§ EXERCISE MATERIAL
- - -

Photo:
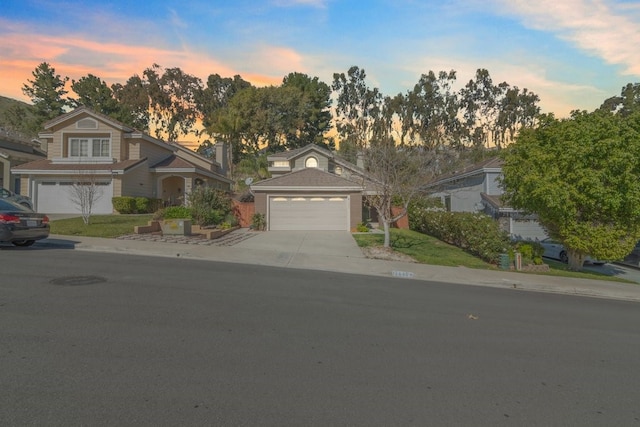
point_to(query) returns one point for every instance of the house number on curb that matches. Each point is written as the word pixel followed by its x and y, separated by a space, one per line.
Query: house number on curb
pixel 77 280
pixel 404 274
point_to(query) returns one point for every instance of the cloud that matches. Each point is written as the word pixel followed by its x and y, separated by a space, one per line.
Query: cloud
pixel 598 27
pixel 77 55
pixel 321 4
pixel 555 96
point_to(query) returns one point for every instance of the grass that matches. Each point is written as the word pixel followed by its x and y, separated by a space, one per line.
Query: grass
pixel 99 226
pixel 429 250
pixel 423 248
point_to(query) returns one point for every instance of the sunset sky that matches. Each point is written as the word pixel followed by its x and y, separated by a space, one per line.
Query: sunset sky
pixel 572 53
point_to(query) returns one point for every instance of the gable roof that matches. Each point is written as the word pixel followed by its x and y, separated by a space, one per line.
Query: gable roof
pixel 46 166
pixel 129 131
pixel 178 164
pixel 290 154
pixel 308 179
pixel 86 110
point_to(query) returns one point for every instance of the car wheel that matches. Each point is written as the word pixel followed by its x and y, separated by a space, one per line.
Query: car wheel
pixel 23 242
pixel 564 257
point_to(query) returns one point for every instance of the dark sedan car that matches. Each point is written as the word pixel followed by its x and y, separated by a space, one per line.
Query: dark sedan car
pixel 13 197
pixel 21 225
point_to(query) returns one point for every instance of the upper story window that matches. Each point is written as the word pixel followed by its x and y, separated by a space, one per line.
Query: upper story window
pixel 87 123
pixel 311 162
pixel 89 147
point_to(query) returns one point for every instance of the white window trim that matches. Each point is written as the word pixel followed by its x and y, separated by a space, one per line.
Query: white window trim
pixel 89 149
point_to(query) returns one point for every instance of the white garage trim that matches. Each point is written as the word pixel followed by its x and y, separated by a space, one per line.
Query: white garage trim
pixel 55 196
pixel 308 212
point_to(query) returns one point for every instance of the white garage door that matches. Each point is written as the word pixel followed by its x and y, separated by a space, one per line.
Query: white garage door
pixel 309 213
pixel 58 197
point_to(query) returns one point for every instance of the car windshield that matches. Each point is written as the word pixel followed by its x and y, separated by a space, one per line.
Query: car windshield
pixel 8 205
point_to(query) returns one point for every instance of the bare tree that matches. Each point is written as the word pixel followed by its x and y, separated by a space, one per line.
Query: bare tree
pixel 85 192
pixel 398 175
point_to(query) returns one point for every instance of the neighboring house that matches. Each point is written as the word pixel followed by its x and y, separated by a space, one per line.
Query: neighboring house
pixel 311 189
pixel 85 146
pixel 477 189
pixel 15 150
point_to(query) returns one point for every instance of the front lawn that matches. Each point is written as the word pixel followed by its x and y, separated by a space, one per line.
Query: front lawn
pixel 423 248
pixel 100 225
pixel 428 250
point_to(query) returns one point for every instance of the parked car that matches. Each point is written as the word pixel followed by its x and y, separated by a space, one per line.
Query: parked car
pixel 20 225
pixel 555 250
pixel 10 195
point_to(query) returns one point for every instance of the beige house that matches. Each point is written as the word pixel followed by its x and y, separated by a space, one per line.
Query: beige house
pixel 15 150
pixel 311 189
pixel 87 147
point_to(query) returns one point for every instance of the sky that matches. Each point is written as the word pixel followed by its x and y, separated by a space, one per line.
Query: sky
pixel 572 53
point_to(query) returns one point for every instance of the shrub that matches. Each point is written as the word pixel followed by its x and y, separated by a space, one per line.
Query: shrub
pixel 209 206
pixel 258 222
pixel 476 233
pixel 143 205
pixel 124 204
pixel 362 228
pixel 174 212
pixel 531 252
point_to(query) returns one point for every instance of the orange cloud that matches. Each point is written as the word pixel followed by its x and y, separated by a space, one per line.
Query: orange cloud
pixel 76 56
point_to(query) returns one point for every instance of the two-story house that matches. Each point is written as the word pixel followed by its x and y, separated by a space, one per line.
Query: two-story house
pixel 477 188
pixel 84 146
pixel 15 150
pixel 311 188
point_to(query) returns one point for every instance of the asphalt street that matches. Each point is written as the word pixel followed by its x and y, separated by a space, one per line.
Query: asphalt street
pixel 92 338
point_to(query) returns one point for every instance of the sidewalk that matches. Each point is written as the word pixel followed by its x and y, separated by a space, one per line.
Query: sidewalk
pixel 312 255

- - -

§ EXERCISE DETAILS
Copy the data word for word and omit every picture.

§ RESULT FOR THIS EXERCISE
Photo:
point_to(query) returns one point for every instance of the house number on curb that matches. Each point is written as the word pixel followed by its x and y, separated by a space, one per line.
Query: house number on curb
pixel 77 280
pixel 404 274
point_to(query) returns one point for every instance of the cloud that matches. Each point is written as the word pixel followed by its x and y, separated by a space, one per line.
Query: cloud
pixel 598 27
pixel 77 55
pixel 321 4
pixel 555 96
point_to(query) returns one point for every instance of the grass that matches. Each point is written as the word pixel followed by its x and y, separated by a space, one per line.
Query: grass
pixel 99 226
pixel 429 250
pixel 423 248
point_to(query) returns one point for every instance of the sunset sky that matches. Each point is written as the word pixel followed by its x and y, separated by a space, one per line.
Query: sunset sky
pixel 572 53
point_to(query) returns one point for every instance of the gable roof that matches. Each point is written as the word pixel followed by its x and y, separated by a space, one per line.
Query: gable roof
pixel 46 166
pixel 129 131
pixel 178 164
pixel 290 154
pixel 308 179
pixel 86 110
point_to(query) returns one point for every instance of the car wheel that matches. Each point is written as the word pixel followed by its x and y, separated by a space, one per line.
Query: car wheel
pixel 23 242
pixel 564 257
point_to(query) returns one point for every instance of the dark sedan car that matches. Each point is written as the word pixel followed by its x and y, separated by a space, one per line.
Query: dark sedan car
pixel 13 197
pixel 21 225
point_to(query) returns one point for every instance of the upper story window that matches. Each point is written as the word pixel followed by its x and y, separated by a space, one per line.
Query: upper story window
pixel 87 123
pixel 311 162
pixel 89 147
point_to(query) returns one point for every instance of the white window trim that matches. Each point is written as the word pixel followed by its x and y, separated by a space, one per line.
Query: white window trim
pixel 89 149
point_to(query) returns one point for every instance of the white garage trim that matches. Each point is written as the word pixel followed by its x and y, separated by a space, one per line.
Query: white garage trim
pixel 55 196
pixel 308 212
point_to(query) returns one point for every instance of the white garage door that matches. Each point is written as the word pixel followed by its x and y, separated by a space, one per line.
Query: white garage door
pixel 309 213
pixel 58 197
point_to(query) returns one point for every instance of the car windshield that matches. Each point is written as the word pixel followed by its x and y, separated by a space, one per line.
Query: car windshield
pixel 8 205
point_to(query) returns one point for every instance of the bare tree that matches. Each point is written as the word pixel followed by its x and y, separated by a space, one per line.
Query: bare tree
pixel 85 192
pixel 398 175
point_to(query) returns one point for every instance of the neighboring house that matches. Each point is written as the word pixel followed by its x and y, separated by a space, one per line.
Query: neighboring house
pixel 311 189
pixel 85 146
pixel 477 189
pixel 15 150
point_to(query) returns one point for every instance of the front lawn that matches. Each point is written as the word pixel followed by its x and y, separated by a space, one per line.
Query: front lawn
pixel 423 248
pixel 100 225
pixel 428 250
point_to(query) returns one point for every instance of the parked car that matches. Each point is written as the word pixel followed by its x and y, separated by a space, one per line.
Query: parked car
pixel 20 225
pixel 555 250
pixel 10 195
point_to(query) returns one point for every instance of the beige house that matches. Each point is written as the word pixel followed by its x and y, separated by a space, one per line.
Query: beige house
pixel 15 150
pixel 311 189
pixel 87 147
point_to(query) returns one point for every instance of the sky that matches. Each point is written as the word pixel followed by its x and y, separated by a space, one per line.
Query: sky
pixel 572 53
point_to(query) returns one point for every instance of the shrub that matches. Each point is written as the word pixel followed by its x and y, separated by a space, one per line.
Query: shrub
pixel 209 206
pixel 258 222
pixel 476 233
pixel 143 205
pixel 124 204
pixel 362 228
pixel 174 212
pixel 531 252
point_to(query) returns one point for every instance of the orange cloud that matches. Each point is written as the word pixel followed by its x and y, separated by a space, one per line.
Query: orange cloud
pixel 76 56
point_to(query) returns one point for every instance of the two-story house that matches. Each point is written as the word pixel followed by its x and y, separated by a space, one per line.
Query: two-story house
pixel 477 188
pixel 84 146
pixel 15 150
pixel 311 188
point_to(query) returns one point for every instance of the asphalt street that matches. Each point is written as the word pixel followed by its x and y, separated by a space, one per line.
Query: asphalt street
pixel 92 338
point_to(query) returns one point for every instance of the sidewalk that matches. Each point is written as the word pixel followed by its x and y, separated by a space, one per line.
Query: sidewalk
pixel 312 255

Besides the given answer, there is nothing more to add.